**Problem requirements**
Count how many lines in the data below contain the string "handle", treating uppercase and lowercase letters as different, and give only the number.

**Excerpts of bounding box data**
** start **

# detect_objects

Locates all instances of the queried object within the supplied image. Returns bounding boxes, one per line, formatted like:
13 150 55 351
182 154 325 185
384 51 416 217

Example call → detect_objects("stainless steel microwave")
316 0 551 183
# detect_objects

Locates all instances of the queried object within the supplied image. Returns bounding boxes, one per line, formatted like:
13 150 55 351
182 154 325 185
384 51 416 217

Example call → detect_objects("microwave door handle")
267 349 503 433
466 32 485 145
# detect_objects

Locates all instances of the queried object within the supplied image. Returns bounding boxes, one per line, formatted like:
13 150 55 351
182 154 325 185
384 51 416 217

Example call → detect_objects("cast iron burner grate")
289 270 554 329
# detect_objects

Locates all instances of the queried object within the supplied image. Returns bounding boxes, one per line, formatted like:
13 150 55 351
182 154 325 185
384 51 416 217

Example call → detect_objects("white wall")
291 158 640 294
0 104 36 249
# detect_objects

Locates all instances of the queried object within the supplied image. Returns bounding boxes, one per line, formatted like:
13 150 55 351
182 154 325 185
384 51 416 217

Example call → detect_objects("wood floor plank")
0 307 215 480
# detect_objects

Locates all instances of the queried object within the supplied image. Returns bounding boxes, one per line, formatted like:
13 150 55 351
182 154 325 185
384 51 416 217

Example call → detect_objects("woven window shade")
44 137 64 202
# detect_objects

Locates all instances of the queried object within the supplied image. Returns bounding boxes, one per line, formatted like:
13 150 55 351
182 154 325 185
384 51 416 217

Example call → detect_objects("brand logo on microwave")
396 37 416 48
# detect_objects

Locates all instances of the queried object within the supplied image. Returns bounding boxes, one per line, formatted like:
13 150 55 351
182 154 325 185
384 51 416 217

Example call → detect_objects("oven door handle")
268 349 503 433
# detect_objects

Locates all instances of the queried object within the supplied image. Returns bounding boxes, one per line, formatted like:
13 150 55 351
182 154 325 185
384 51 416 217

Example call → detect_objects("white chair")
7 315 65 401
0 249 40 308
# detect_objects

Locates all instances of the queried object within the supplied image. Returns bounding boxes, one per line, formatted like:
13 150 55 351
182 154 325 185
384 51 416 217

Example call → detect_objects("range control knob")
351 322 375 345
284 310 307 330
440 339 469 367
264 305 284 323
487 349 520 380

** end **

**Result of this exercise**
2